**SOURCE RECORDS**
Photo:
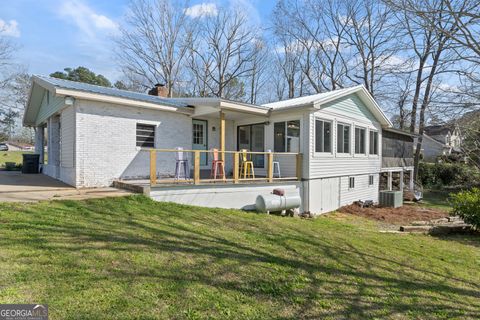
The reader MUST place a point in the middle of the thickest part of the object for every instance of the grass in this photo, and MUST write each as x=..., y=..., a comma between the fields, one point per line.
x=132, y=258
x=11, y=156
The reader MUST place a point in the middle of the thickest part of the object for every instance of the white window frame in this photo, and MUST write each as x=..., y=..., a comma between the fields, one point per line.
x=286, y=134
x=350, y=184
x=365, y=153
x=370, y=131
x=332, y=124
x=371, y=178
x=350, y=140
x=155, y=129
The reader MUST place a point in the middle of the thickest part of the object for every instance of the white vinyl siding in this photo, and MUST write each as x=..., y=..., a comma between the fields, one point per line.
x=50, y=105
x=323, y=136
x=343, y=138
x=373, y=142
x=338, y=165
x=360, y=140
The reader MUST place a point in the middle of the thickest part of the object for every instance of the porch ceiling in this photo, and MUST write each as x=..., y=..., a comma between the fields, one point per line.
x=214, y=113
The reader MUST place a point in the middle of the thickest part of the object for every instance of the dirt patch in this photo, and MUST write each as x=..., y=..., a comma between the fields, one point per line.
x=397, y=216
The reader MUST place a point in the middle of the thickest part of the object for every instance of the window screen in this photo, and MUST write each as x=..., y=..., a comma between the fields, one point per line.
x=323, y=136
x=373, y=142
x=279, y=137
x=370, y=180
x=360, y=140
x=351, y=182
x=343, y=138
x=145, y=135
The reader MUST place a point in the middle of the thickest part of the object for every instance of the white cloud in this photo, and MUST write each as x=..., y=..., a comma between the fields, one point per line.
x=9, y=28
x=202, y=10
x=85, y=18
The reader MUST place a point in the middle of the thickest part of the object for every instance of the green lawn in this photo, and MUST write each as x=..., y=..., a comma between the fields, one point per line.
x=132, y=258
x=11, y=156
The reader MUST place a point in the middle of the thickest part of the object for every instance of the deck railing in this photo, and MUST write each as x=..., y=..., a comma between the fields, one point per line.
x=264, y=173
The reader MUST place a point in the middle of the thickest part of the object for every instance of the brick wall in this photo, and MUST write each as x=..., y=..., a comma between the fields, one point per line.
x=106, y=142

==

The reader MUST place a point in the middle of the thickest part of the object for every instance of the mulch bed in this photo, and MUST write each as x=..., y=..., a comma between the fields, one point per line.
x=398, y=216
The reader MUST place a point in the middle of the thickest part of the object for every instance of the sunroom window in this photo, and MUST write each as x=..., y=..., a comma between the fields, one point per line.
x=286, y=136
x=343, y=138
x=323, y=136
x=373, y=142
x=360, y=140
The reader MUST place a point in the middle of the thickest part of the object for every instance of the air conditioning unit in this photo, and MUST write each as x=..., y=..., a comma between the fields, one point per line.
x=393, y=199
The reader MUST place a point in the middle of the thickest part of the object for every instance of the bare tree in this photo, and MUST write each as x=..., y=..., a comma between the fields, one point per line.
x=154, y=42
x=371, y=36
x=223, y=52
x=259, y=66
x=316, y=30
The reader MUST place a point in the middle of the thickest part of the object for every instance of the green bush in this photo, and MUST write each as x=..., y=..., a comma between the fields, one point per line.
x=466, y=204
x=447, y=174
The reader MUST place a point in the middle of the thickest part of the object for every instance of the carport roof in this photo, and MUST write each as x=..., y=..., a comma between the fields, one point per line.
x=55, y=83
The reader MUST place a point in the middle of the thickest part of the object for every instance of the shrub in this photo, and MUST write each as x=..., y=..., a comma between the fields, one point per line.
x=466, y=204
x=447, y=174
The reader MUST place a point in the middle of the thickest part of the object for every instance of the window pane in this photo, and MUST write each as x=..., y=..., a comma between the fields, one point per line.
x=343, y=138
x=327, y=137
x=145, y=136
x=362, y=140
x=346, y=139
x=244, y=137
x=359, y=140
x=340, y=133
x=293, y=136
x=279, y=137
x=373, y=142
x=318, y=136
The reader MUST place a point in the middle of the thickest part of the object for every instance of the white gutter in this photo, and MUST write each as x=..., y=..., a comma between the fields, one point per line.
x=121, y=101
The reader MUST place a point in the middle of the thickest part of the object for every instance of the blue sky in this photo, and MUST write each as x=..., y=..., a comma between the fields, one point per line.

--

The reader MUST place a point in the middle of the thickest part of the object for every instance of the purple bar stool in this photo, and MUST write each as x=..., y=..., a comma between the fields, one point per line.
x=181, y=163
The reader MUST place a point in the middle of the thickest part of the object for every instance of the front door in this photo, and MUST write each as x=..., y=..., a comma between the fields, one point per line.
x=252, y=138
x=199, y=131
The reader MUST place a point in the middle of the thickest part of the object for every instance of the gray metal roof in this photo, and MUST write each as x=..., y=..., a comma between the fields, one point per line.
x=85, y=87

**INSTRUCTION**
How many lines in the listing above contain the word "roof"? Reply with the number alone.

**SOLUTION FOR THIS TASK**
2